### EXTRACTED INFORMATION
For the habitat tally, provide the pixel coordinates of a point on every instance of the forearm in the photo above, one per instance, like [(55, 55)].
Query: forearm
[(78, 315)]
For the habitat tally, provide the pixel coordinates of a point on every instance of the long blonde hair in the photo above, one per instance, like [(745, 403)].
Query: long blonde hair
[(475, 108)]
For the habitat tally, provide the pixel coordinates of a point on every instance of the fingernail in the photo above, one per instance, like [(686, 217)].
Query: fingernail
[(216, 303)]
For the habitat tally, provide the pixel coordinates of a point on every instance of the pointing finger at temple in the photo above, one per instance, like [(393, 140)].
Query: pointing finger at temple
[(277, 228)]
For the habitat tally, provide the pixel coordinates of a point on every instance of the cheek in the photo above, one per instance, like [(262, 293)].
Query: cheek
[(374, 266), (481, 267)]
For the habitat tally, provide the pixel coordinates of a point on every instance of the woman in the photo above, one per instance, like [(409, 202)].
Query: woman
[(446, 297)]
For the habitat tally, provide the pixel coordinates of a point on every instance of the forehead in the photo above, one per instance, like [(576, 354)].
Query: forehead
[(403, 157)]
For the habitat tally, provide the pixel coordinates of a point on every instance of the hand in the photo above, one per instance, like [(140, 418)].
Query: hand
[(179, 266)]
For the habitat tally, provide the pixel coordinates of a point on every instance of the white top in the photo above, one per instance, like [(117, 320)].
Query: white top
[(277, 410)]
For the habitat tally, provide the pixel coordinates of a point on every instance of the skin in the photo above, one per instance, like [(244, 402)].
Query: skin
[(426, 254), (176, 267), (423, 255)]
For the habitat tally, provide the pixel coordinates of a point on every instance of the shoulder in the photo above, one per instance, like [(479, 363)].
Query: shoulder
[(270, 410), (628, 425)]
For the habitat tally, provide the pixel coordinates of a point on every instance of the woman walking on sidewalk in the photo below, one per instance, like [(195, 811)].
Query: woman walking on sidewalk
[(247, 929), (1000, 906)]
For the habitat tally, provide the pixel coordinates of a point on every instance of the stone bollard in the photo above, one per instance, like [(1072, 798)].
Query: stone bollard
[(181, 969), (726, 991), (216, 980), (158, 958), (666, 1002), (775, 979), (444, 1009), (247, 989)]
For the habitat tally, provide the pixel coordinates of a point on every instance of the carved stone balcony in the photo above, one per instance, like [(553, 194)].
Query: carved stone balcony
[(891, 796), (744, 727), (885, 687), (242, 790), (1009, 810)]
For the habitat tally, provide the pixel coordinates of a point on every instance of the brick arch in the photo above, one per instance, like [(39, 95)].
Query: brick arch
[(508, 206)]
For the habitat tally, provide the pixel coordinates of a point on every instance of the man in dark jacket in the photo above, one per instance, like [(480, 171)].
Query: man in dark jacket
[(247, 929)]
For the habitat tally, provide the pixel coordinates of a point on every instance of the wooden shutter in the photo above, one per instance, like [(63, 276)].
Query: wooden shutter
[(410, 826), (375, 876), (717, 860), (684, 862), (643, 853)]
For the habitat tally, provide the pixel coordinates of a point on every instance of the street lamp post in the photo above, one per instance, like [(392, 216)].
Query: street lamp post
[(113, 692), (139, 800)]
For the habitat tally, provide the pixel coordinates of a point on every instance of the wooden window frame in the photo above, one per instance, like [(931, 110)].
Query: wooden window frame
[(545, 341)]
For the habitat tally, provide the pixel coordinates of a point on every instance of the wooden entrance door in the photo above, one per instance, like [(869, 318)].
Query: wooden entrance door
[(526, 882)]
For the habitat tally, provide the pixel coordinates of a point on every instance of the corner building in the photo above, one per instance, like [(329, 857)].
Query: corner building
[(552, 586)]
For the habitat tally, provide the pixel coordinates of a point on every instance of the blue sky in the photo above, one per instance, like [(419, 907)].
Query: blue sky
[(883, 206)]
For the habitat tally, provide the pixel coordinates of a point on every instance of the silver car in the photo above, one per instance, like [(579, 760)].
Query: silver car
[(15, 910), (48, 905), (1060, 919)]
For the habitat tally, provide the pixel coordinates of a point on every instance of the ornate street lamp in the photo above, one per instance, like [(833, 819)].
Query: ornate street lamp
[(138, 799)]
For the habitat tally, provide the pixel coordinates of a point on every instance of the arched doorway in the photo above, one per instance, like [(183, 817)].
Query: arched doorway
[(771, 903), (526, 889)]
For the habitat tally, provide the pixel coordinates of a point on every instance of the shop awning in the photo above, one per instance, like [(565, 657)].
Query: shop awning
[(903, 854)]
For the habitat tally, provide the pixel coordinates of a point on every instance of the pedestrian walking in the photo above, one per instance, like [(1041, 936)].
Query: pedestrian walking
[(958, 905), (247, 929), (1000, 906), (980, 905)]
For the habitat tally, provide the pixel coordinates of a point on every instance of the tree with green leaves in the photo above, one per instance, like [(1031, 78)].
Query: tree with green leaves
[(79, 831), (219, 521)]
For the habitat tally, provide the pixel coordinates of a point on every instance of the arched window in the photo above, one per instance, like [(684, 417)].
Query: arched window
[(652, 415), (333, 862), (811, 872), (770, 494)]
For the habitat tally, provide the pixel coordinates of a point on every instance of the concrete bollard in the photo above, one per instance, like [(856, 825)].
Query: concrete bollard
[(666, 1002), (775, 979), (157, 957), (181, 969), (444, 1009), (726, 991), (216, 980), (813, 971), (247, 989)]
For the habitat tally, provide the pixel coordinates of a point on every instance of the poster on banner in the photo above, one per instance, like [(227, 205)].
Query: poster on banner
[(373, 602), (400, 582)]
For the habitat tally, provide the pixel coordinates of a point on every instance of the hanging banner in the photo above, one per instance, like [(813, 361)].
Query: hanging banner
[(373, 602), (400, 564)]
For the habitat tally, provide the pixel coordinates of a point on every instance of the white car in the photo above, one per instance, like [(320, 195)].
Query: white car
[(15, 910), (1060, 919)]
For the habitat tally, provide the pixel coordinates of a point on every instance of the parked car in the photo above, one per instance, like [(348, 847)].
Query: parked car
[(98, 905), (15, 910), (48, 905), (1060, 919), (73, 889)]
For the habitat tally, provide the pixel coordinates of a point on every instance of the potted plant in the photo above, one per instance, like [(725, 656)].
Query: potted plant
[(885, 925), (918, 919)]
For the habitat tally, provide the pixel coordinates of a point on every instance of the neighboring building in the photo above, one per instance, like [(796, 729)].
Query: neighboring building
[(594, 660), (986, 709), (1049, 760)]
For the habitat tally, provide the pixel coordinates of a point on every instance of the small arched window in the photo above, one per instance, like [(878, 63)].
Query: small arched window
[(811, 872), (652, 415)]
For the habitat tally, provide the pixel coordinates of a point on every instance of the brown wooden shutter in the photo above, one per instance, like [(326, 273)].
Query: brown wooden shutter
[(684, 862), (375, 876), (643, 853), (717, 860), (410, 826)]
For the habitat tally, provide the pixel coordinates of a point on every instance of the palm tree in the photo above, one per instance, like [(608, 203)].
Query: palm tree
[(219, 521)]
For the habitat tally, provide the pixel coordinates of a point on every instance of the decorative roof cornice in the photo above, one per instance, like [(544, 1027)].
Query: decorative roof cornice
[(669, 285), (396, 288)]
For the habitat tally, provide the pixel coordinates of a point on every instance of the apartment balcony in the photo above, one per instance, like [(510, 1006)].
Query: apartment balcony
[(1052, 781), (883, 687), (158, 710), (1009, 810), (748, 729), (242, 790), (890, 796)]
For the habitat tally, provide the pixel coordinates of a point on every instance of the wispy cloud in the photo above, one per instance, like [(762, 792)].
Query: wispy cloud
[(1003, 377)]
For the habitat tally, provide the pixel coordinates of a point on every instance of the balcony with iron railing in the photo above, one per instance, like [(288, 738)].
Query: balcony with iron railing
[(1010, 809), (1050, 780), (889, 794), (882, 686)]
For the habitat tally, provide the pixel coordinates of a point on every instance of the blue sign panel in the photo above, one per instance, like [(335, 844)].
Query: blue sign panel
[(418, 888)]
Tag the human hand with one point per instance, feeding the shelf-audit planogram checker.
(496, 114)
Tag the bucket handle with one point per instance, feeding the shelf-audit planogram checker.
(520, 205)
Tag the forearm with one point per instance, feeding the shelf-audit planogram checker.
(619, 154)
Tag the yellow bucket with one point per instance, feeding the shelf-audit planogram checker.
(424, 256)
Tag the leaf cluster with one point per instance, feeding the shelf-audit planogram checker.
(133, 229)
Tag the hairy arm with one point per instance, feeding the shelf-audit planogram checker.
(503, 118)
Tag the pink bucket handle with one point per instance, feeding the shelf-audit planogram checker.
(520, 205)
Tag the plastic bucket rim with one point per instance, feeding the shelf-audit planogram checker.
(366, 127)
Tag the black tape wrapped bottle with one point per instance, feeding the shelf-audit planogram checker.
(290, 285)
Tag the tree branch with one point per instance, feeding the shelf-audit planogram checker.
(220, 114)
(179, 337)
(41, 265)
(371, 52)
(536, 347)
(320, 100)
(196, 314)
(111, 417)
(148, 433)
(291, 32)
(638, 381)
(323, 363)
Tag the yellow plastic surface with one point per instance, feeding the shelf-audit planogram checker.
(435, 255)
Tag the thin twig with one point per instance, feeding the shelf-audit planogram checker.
######
**ASSIGNMENT:**
Please write out, exactly as they appear, the lines from the one containing "Tag the yellow plastic" through the last line of the records above, and nothing more.

**SOLUTION BELOW:**
Tag the yellow plastic surface with one point per instance, feeding the shelf-audit planogram checker.
(435, 255)
Tag the thin twig with one point per instance, feeding the shelf-audit planogram checker.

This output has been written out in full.